**GOAL:** Rewrite every one of the lines below in full, keeping the wording of each line unchanged, and shift each coordinate value by subtracting 51 from it.

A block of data
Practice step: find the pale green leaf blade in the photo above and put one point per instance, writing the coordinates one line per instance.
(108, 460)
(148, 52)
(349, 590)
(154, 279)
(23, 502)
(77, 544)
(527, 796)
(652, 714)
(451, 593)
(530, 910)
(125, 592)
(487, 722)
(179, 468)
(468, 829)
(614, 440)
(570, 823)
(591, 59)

**RESPONSE TO THIS EXERCISE:**
Practice step: find the pale green leaf blade in the photo above and put one point per instance, writing the coordinates one line per instance.
(57, 409)
(97, 1)
(298, 539)
(103, 228)
(-28, 451)
(26, 493)
(476, 745)
(601, 663)
(400, 542)
(479, 859)
(74, 541)
(436, 671)
(128, 417)
(417, 778)
(563, 389)
(519, 772)
(540, 8)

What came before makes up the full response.